*Short task*:
Look below for the line with "of the small", and from there restate every line word for word until the entries end.

*Provided entries*:
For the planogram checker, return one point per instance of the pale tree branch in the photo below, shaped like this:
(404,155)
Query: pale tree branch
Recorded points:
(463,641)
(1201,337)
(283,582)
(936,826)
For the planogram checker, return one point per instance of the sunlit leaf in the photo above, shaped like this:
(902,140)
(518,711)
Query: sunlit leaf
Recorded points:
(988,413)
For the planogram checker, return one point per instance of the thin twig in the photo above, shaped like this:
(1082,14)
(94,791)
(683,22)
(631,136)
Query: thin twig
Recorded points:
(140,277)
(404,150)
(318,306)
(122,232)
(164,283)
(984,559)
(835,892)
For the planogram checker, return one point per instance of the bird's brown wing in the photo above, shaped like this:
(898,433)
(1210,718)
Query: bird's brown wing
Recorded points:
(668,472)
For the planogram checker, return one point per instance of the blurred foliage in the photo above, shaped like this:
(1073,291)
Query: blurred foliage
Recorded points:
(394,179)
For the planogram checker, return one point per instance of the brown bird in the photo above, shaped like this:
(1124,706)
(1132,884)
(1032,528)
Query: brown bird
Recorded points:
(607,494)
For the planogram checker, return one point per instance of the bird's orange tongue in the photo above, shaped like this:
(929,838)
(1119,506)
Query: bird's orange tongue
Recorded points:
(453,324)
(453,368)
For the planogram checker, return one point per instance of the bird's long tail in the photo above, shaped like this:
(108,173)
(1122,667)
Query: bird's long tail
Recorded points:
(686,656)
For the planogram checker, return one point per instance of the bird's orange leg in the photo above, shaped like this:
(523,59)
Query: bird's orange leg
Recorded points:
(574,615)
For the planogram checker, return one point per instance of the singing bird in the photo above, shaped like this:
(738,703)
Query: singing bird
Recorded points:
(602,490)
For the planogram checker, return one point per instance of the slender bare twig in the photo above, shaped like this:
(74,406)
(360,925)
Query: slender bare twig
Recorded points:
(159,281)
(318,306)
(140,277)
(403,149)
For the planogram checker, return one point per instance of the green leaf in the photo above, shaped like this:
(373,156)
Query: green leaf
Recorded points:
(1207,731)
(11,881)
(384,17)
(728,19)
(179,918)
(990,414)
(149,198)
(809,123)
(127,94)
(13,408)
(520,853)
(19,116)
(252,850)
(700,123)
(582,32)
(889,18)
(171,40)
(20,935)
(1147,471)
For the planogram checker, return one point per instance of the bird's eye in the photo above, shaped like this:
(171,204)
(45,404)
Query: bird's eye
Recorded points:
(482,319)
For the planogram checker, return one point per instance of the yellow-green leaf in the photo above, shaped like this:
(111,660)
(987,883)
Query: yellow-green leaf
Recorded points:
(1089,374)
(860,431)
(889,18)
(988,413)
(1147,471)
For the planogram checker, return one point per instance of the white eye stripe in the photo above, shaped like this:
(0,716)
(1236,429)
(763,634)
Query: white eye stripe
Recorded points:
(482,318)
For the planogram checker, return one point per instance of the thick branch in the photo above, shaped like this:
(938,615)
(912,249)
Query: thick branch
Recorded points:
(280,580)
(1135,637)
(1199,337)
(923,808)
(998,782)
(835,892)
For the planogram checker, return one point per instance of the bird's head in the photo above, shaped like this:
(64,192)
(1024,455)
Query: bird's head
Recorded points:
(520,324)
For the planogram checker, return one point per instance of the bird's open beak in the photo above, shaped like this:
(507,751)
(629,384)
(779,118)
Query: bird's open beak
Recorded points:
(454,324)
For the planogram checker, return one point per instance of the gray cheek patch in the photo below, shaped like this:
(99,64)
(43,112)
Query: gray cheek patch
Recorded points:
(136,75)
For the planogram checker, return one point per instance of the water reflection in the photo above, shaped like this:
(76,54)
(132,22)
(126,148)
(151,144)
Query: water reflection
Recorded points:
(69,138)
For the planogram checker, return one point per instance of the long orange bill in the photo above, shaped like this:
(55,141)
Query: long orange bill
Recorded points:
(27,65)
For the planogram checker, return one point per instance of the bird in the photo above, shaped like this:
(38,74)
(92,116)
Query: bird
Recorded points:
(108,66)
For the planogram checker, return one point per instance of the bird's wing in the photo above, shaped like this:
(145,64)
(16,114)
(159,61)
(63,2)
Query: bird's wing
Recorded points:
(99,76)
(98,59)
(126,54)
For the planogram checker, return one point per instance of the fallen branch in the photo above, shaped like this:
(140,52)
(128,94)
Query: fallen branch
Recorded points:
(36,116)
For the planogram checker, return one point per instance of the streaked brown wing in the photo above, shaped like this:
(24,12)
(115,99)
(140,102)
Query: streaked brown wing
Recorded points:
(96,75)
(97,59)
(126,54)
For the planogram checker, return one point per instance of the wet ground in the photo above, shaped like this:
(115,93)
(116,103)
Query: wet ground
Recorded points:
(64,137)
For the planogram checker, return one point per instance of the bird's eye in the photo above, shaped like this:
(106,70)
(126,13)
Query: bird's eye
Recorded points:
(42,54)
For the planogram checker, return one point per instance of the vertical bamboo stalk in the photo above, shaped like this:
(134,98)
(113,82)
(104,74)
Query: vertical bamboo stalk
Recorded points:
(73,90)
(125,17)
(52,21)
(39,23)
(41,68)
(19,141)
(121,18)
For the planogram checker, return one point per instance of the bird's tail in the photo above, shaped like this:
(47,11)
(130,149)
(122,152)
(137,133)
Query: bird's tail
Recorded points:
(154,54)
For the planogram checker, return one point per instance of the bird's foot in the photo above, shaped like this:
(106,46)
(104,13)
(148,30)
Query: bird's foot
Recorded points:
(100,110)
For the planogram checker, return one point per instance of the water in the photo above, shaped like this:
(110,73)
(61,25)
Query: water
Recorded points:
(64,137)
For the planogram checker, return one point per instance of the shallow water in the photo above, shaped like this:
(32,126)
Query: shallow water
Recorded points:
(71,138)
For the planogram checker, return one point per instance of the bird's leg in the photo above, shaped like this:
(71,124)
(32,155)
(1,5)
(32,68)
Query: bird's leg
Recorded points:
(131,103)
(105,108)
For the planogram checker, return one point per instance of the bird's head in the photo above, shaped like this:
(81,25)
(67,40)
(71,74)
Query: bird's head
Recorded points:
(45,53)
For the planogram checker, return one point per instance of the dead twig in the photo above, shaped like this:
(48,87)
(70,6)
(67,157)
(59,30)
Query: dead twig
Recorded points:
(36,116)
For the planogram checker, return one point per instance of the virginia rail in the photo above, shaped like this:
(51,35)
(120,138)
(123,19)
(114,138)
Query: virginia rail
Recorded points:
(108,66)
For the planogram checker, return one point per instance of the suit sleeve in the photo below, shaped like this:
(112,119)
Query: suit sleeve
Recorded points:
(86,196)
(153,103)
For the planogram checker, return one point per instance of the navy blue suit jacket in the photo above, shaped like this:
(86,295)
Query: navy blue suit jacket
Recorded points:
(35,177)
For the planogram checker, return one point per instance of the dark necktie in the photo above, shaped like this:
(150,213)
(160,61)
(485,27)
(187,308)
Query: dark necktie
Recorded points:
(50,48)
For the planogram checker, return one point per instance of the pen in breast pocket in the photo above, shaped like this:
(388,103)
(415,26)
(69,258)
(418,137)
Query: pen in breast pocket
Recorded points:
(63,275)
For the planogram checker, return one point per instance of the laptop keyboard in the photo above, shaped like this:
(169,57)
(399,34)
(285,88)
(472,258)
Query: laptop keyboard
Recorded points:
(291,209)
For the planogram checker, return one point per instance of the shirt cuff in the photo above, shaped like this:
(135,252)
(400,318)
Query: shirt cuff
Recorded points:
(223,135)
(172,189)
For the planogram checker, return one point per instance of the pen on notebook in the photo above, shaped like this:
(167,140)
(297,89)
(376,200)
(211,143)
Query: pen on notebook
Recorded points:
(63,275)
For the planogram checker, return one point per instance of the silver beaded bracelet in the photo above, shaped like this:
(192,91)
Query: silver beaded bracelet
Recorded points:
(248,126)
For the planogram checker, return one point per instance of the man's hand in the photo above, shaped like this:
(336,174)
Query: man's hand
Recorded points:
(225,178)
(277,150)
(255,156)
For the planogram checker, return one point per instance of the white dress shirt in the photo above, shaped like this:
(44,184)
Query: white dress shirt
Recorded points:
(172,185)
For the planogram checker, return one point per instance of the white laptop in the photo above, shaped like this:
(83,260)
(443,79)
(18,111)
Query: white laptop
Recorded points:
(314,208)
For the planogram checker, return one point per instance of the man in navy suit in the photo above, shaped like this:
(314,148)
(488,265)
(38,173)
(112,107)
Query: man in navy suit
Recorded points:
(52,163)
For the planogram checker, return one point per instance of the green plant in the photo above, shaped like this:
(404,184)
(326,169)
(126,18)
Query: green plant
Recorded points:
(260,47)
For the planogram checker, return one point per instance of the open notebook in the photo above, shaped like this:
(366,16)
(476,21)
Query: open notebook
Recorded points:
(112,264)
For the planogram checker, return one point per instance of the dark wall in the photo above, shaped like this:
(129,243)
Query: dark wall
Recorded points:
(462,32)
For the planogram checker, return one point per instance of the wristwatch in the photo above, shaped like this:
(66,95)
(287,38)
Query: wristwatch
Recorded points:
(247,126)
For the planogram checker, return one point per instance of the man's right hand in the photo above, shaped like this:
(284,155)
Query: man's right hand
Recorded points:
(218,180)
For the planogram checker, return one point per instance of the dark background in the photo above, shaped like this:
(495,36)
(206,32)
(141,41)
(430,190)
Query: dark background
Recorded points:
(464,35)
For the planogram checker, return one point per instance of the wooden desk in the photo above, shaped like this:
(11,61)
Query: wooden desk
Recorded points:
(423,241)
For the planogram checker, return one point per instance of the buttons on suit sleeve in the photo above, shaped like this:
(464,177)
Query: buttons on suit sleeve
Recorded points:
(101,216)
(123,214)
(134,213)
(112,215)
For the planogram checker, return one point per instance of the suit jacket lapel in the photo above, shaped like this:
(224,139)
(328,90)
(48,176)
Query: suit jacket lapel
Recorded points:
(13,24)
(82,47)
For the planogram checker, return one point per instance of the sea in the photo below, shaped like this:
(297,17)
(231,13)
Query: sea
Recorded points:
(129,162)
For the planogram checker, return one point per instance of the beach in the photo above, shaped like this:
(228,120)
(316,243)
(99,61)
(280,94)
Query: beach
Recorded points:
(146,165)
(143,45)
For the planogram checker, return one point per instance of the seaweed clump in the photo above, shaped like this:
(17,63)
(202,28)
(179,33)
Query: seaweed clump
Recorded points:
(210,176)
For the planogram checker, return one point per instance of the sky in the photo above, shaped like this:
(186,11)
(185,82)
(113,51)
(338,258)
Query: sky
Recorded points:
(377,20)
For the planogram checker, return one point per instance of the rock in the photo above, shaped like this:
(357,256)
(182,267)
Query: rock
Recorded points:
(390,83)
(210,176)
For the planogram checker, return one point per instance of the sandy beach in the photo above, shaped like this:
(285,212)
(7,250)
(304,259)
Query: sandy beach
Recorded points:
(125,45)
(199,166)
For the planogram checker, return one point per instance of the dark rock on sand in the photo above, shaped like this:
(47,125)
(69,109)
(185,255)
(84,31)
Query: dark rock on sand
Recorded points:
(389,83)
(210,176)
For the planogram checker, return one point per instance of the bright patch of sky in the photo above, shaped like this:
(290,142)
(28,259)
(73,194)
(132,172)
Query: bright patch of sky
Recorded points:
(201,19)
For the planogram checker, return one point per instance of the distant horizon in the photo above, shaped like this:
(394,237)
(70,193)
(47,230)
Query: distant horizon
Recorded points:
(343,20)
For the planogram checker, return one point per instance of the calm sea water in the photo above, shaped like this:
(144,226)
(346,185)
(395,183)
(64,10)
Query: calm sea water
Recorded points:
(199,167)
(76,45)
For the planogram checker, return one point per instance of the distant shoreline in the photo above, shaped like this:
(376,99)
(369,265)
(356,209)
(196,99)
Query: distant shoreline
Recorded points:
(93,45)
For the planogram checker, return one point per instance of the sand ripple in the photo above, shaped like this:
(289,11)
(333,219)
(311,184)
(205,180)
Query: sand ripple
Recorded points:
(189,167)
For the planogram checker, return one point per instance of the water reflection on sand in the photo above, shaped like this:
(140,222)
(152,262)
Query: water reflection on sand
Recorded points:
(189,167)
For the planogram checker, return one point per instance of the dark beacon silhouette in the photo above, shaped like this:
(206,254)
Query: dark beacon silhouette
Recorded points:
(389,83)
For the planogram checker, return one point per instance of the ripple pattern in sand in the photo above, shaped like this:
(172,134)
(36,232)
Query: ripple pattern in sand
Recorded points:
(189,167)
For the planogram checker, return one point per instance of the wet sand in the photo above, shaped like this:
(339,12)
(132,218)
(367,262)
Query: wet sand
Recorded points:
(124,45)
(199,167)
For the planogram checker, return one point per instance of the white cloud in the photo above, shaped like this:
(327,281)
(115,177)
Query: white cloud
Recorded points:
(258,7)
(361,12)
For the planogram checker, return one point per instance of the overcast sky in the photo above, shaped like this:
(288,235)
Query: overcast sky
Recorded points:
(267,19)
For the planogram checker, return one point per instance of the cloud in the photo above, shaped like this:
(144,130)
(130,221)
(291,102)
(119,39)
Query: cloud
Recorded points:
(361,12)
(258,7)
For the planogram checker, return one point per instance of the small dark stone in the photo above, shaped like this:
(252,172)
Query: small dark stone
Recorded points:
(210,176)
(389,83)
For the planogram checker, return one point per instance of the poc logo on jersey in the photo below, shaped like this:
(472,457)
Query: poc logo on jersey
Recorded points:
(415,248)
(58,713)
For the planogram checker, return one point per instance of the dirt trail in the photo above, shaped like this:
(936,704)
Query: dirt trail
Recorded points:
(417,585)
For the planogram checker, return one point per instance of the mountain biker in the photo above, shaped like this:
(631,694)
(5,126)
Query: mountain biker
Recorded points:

*Result of this task*:
For the planogram checker, return one point per instance of the small dark stone in the photo above, shaped like this:
(252,172)
Query: small dark stone
Recorded points:
(210,176)
(389,83)
For the planogram checker, return one point per instance of the poc logo on jersey in the photo below, shaped like this:
(472,457)
Query: poc logo on jersey
Recorded points:
(415,248)
(58,713)
For the planogram checker, return one point per instance of the dirt trail in the photo above, shaped like this:
(936,704)
Query: dirt trail
Recorded points:
(417,585)
For the planogram checker, return one point per instance of the mountain biker in the photo above, shaped like this:
(631,694)
(5,126)
Query: mountain biker
Recorded points:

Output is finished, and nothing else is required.